Scan the entries that follow and give only the number of lines containing "wooden".

Start of Supplied information

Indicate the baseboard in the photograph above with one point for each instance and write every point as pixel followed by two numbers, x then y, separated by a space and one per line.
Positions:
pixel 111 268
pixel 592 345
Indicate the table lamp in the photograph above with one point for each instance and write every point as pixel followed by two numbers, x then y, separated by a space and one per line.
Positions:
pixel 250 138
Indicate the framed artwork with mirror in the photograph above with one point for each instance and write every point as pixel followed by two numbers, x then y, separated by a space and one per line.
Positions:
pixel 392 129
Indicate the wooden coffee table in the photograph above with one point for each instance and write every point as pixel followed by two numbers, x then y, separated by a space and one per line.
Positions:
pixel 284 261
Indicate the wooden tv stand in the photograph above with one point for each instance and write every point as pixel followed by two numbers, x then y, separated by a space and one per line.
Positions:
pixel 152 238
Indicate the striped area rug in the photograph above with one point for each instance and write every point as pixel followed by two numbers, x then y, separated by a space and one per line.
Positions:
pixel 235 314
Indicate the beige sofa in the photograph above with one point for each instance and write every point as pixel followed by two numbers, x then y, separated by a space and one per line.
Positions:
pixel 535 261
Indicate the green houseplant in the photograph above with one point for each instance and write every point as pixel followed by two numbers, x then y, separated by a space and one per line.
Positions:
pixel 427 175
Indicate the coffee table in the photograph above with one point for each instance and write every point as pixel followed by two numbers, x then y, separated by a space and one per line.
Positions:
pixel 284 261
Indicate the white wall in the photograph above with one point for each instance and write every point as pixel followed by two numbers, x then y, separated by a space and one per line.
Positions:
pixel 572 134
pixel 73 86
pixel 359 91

End of Supplied information
Start of Supplied information

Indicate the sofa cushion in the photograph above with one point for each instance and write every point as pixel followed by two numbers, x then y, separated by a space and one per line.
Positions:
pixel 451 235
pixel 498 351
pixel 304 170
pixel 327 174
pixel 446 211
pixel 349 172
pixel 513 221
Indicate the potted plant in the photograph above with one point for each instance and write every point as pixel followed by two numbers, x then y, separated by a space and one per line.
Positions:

End of Supplied information

Exercise response: 2